# TEXT SHOWN:

━━━━━━━━━━━━━━━━━━━━

HEAL cooking course helps leaders battling disease

Lori Simerman and Shelly Miller both joined the HEAL movement this year as facilitators for Our HEALing Kitchen. Miller oversaw the garden-to-table cooking class at Renaissance Pointe YMCA, while Simerman led adults and youth for Big Brothers Big Sisters.

But their appreciation for the course goes deeper than most.   

Lori and Shelly both have multiple sclerosis, or MS, an autoimmune disease of the nervous system that causes a gradual loss of muscle control. They say healthy recipes in the nutrition course can counteract the intense pain and energy loss common to the disease.

Their stories are examples of how people gain tools to prevent or manage the effects of chronic diseases through HEAL (Healthy Eating Active Living). Diabetes, high blood pressure, high cholesterol, and obesity are among other chronic conditions that cooking class participants acknowledged over the course’s five-year history.

Kathy Wehrle, the Parkview Health dietitian who compiled the cooking course curriculum, says diets low in saturated fat help people who have MS. “Autoimmune diseases are a rarity in those populations that eat plant-based diets,” she says, “and we teach this also in Our HEALing Kitchen.”

Parkview Health and the St. Joseph Community Health Foundation cosponsor the course, as well as summertime farm markets that offer low-cost produce in local food desert neighborhoods. The sponsors offer mini grants and training to local nonprofits, churches, and government agencies who want to join the HEAL movement. Partners, then, select facilitators within their organizations to lead the course and attend training sessions. Most often, the facilitators are not experts or professionals in nutrition. They’re everyday people who also want to improve their health and help others do the same. Many say they learn as much as their class participants.

Lori was diagnosed with the disease less than two years ago, just six months after marrying her husband, Jason. It was December 2017, and she kept feeling pain in her neck and shoulders, burning sensations in her arm, and numbness in her toes and tingling in her fingers. She thought it was stress.

After the MS diagnosis, doctors prescribed an array medicines to help. Still, there were times when her body ached all over—and still does.

One day, a coworker who knew someone else with the disease suggested that Lori watch what she ate. “The more I read, the more I was realizing that natural foods and foods without preservatives will help you from relapsing.”

━━━━━━━━━━━━━━━━━━━━

# ACTIVITY 1:
In the article about the HEAL cooking course, who put together the course curriculum?
# ACTIVITY 2:
Keep writing the article about the HEAL cooking course, picking up right after its last paragraph.
You won't need the items on this page for this work.

━━━━━━━━━━━━━━━━━━━━

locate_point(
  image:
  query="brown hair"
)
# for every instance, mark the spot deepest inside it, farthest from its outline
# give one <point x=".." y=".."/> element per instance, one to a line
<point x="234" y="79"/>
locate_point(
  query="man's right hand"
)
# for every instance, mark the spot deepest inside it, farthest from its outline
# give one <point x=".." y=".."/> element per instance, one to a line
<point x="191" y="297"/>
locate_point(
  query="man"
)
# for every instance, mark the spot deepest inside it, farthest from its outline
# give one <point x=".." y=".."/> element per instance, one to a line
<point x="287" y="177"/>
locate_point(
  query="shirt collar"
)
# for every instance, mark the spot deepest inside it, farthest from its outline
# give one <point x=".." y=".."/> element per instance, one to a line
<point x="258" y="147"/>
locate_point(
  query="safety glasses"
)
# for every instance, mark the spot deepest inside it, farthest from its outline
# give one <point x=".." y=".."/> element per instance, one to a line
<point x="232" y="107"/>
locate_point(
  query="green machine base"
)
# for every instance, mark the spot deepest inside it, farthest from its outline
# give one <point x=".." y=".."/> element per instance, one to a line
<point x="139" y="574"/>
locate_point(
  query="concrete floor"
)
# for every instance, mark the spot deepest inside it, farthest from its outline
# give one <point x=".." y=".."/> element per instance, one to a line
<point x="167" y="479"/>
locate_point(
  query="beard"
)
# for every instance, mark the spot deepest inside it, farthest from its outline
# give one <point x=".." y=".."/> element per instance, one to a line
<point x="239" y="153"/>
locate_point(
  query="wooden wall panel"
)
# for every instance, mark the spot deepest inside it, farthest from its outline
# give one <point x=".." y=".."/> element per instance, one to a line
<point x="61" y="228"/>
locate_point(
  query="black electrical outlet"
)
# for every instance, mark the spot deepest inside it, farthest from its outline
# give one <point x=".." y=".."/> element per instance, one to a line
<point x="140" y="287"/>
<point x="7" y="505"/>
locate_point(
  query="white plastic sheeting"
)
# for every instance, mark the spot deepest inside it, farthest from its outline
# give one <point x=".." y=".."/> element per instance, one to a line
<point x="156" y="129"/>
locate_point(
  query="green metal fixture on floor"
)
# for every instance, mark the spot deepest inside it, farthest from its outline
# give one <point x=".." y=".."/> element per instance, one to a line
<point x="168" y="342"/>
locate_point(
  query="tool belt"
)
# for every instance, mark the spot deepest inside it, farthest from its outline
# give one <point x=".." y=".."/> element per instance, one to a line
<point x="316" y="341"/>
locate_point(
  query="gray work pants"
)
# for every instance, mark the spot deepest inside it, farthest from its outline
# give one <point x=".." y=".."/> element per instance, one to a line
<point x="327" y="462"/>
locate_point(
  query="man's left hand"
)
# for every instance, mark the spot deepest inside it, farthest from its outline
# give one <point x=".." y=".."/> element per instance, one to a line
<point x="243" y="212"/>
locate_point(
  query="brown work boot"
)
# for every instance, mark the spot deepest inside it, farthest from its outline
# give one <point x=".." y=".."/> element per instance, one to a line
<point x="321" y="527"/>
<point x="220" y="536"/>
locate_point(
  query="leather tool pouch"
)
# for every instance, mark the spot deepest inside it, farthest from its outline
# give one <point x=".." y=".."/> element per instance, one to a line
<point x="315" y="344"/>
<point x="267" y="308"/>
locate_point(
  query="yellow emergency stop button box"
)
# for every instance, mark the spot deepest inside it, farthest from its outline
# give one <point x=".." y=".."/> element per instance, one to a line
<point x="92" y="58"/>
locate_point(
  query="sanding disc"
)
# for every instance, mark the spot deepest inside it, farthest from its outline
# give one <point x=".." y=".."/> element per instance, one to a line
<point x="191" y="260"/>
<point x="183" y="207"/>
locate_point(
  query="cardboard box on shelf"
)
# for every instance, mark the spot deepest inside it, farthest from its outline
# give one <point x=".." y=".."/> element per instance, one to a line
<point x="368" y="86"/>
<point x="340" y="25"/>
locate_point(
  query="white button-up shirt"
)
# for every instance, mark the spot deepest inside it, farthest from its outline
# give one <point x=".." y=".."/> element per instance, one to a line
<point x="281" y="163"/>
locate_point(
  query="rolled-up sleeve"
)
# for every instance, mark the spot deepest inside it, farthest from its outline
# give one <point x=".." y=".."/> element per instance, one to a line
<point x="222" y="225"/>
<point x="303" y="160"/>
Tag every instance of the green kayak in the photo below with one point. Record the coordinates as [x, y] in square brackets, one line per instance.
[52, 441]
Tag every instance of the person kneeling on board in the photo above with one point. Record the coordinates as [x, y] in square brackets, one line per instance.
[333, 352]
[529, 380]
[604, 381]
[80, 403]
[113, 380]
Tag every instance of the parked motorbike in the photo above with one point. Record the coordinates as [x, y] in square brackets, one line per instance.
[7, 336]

━━━━━━━━━━━━━━━━━━━━

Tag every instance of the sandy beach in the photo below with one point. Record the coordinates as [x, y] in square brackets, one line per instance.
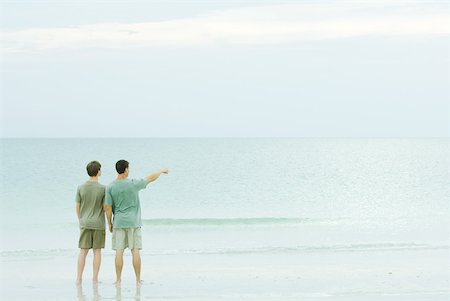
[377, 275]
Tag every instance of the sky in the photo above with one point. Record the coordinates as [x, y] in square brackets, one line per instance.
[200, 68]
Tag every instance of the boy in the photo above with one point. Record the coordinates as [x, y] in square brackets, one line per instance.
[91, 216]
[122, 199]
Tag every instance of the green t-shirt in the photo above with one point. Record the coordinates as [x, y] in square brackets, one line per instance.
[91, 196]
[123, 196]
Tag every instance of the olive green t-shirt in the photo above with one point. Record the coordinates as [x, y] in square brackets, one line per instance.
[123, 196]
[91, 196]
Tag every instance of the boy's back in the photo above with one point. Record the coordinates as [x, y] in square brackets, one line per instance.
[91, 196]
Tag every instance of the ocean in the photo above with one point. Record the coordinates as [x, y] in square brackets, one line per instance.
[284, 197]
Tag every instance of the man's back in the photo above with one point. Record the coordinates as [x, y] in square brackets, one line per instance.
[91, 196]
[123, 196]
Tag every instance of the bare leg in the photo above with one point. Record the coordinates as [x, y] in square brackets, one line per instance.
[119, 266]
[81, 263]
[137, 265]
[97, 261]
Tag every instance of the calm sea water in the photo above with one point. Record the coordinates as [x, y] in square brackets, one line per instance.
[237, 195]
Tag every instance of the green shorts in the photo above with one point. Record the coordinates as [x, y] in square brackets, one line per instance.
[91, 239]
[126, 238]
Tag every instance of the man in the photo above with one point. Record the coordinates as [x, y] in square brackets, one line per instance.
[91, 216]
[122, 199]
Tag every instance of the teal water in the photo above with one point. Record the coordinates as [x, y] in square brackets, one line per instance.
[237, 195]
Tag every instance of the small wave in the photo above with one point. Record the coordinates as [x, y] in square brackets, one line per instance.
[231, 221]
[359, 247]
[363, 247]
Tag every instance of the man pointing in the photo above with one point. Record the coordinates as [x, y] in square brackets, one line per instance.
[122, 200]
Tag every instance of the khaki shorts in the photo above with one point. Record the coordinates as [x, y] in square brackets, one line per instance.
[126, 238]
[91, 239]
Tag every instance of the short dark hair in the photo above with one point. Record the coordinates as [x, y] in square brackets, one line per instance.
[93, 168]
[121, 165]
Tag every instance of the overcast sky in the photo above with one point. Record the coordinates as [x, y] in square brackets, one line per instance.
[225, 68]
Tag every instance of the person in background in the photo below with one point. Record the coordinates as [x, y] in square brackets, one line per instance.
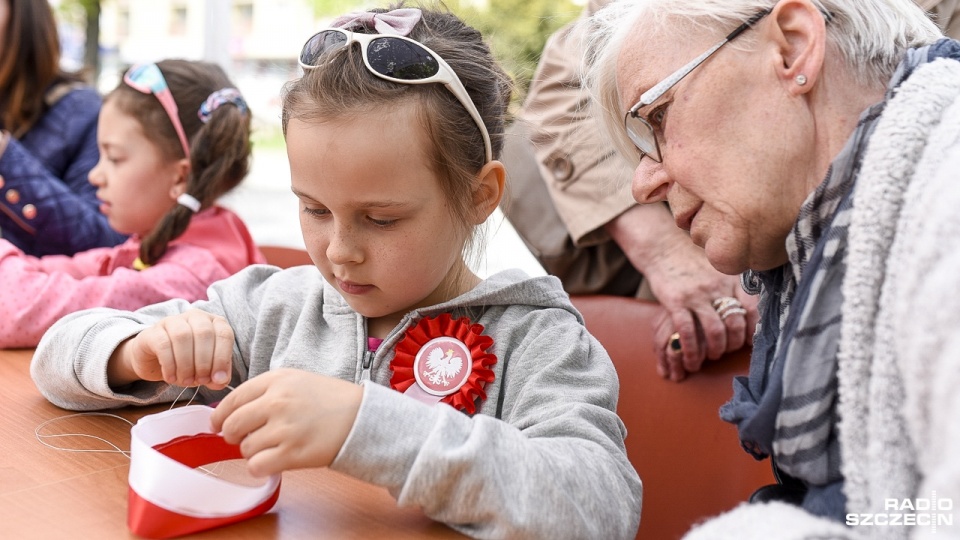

━━━━━━━━━━━━━━━━━━━━

# ANSWER SPACE 1:
Kathy Wehrle, a Parkview Health dietitian, compiled it.

# ANSWER SPACE 2:
A relative at Big Brothers Big Sisters told Lori about the HEAL course and that they needed a facilitator. She got excited. Lori loves working with the kids and their mentors, but equally beneficial, she could soak up the course information for herself.

For instance, doctors warned Lori that her taste buds would change and suggested she dress up her food with additional seasonings. The more she led the cooking classes, the more she learned about using herbs and other spices to liven dishes in a healthy way.

“You think about healthy eating and you think, it’s not going to taste good,” Lori says. “Going through those recipes in HEAL, it’s like everything tastes good, and we didn’t hardly use any salt.”

Now, she’s starting to use the recipes at home.

Shelly was diagnosed with MS in 1996, then with diabetes in 2018. Today, she stays mindful of what she puts in her body.

“MS is a very painful disease,” she says.

Regular exercise helps with the physical pain, she says, so she walks an average of 30 miles each week. A diet loaded with fruits and vegetables helps with fatigue and other issues, supplying the strength and energy she needs throughout the day.

Over the past year, Shelly has lost 35 pounds. She says she no longer has to take medication for diabetes, although she continues taking her MS prescriptions. She’s now a personal trainer for the YMCA and specializes in working with people who have diabetes, MS, and other conditions.

Our HEALing Kitchen has given her more tools to help people, she says, adding that her work is more of a calling than a job. “It’s my testimony,” she says, “because it works in my life so much.”